[Start of section]
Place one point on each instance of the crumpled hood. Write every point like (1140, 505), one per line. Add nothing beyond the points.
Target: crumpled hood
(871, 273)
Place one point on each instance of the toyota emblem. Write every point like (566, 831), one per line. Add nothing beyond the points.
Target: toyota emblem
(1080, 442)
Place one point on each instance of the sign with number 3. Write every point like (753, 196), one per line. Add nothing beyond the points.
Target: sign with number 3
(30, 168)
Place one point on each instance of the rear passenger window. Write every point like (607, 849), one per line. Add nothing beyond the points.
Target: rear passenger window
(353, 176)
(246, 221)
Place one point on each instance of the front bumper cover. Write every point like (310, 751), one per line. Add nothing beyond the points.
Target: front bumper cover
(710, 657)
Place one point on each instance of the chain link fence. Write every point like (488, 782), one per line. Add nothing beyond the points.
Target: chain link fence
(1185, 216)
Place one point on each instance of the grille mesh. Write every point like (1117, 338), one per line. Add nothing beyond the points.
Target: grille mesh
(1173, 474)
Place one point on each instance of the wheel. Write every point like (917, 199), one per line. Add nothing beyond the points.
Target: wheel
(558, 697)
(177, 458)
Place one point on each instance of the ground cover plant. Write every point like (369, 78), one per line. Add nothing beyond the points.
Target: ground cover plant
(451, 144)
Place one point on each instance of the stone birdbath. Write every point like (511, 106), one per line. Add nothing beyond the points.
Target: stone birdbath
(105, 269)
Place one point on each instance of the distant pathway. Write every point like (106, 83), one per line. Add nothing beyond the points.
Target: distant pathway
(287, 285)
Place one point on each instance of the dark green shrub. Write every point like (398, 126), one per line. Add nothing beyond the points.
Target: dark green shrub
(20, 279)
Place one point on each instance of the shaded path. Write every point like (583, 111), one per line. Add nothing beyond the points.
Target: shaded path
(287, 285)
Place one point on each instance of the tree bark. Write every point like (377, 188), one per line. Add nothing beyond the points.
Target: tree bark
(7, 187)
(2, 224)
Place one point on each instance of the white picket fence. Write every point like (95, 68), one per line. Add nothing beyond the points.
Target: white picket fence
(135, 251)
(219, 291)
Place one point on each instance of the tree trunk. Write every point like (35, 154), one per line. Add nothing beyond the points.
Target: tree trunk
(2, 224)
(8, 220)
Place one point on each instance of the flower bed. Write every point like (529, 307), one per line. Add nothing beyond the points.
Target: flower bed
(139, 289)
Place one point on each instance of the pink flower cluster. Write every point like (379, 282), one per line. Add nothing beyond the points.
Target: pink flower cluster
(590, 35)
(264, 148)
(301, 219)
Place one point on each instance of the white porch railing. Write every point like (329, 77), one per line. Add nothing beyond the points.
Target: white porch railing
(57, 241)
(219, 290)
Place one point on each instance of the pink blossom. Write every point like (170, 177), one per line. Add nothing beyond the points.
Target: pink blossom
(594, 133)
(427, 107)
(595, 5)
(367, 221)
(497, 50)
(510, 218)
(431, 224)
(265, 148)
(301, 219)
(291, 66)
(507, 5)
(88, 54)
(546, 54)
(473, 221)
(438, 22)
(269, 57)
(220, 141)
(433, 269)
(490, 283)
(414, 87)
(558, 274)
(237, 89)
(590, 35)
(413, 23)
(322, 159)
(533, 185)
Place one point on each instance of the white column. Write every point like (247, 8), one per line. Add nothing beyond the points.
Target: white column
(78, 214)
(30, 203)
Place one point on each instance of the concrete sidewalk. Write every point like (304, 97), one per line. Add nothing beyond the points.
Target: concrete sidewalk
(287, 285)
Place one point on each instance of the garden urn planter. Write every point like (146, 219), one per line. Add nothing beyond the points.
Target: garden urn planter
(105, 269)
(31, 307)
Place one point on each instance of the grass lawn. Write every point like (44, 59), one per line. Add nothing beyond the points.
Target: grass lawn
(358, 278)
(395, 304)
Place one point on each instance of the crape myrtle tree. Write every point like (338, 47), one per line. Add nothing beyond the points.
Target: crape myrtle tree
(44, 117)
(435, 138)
[End of section]
* WHAT YOU WILL DO
Your answer must be an exact transcription of every record above.

* WRITTEN RESPONSE
Place one point on each instance of the crumpled hood. Write every point like (1140, 505), one per line. Add nothing beyond the points.
Target: crumpled hood
(871, 273)
Place one point on each instance of the toyota emblem. Write every point like (566, 831), one per line. Add nothing beyond the points.
Target: toyota emblem
(1080, 442)
Place one point on each instance of the sign with number 3. Write every point like (753, 196), one per line. Add nothing beyond the points.
Target: sign with number 3
(30, 168)
Place one point on each instance of the rear passenger window. Write every point like (607, 849), one per line. Add nothing beyond the points.
Target: rear passenger window
(353, 176)
(246, 221)
Place one point on each instance of the front bumper cover. Write every point like (310, 751), one per line. Add nothing beyond the points.
Target: front bumper cover
(710, 657)
Place one point on each instance of the chain link fence. Write every point like (488, 782), one per line. Add nothing beyond the points.
Target: chain link fence
(1185, 216)
Place one point on each instance of the grille mesh. Write every point like (1117, 338), one per line. Add nothing beyond the points.
Target: grille mesh
(1173, 474)
Place one point on each instance of the wheel. Write every point like (917, 199), one per line. Add nothing beyond the points.
Target: wheel
(558, 697)
(177, 458)
Place one point on each instance of the ground cover plant. Write every point like (369, 78), one per line. Add nothing beyond the points.
Target: ground cover plant
(451, 144)
Place one point on each instance of the stone birdbath. Write every point like (511, 106), one per line. Add nothing beyond the points.
Target: stone birdbath
(105, 269)
Place one point on each instance of the distant pathway. Write every point like (106, 83), one per line. Add nothing beyond the points.
Target: distant pathway
(287, 285)
Place one point on each instance of the dark green shrub. Write every point like (398, 126), one per line. Add nothing beyond the points.
Target: dark green shrub
(20, 279)
Place one point on each instance of the shaded path. Write every point like (583, 111), one per line. Add nothing beyond the points.
Target: shaded path
(287, 285)
Place one point on each instance of the tree bark. Write every point like (377, 188), one per line. Add nothing beyond the points.
Target: tree bark
(7, 187)
(2, 224)
Place one point on each instance of the white picket fence. Write every point like (95, 68), one per line. Add nothing beyond the points.
Target: white picket fence
(135, 251)
(219, 291)
Place one point on each instance of the tree trunk. Write every point like (35, 154), one per line. Add nothing beyond the points.
Target: tree trunk
(2, 224)
(8, 220)
Place one point on each instance of the flower bed. Write every point like (529, 307), one per line. Add nothing beyond the points.
Target: flower bed
(139, 289)
Place one point on each instance of the pink flower cluster. Write every point like (379, 282), one per line. Add nothing beyond the points.
Target: pink flower cluster
(590, 35)
(264, 148)
(301, 219)
Place one point on each instance of the white porch railing. Write every point like (329, 77), one per line. Add nothing beyond the points.
Target: white porch railing
(57, 241)
(219, 290)
Place one point on each instance of the pink blossom. Write every point like (170, 177), one per line. Add nothing beyond the points.
Target: pink blossom
(594, 133)
(427, 107)
(595, 5)
(367, 221)
(497, 50)
(510, 218)
(431, 224)
(265, 148)
(301, 219)
(291, 66)
(507, 5)
(88, 54)
(546, 54)
(473, 221)
(438, 22)
(269, 57)
(220, 141)
(433, 269)
(490, 283)
(414, 87)
(558, 274)
(237, 89)
(590, 35)
(413, 23)
(322, 159)
(533, 185)
Place one point on each instance of the white column. Write every point like (247, 8), one per line. Add nothing beyond the points.
Target: white column
(78, 214)
(30, 203)
Place one point on each instance of the concrete sidewalk. Write every point like (304, 97), one per line. Add nothing beyond the points.
Target: concrete sidewalk
(287, 285)
Place one point on each instance of the garden urn planter. Write every point like (146, 219), one per line. Add nothing beyond the points.
Target: garden urn planter
(105, 269)
(31, 307)
Place one point on each instance of the grass lawn. Write every point like (44, 59), one per line. Add nothing beyond the points.
Target: grass lawn
(358, 278)
(395, 304)
Place one point on each instance of the crape myrtle tree. Write every point like (338, 47), one per line. Add nothing beyond the points.
Target: crape myrtle tree
(44, 117)
(435, 138)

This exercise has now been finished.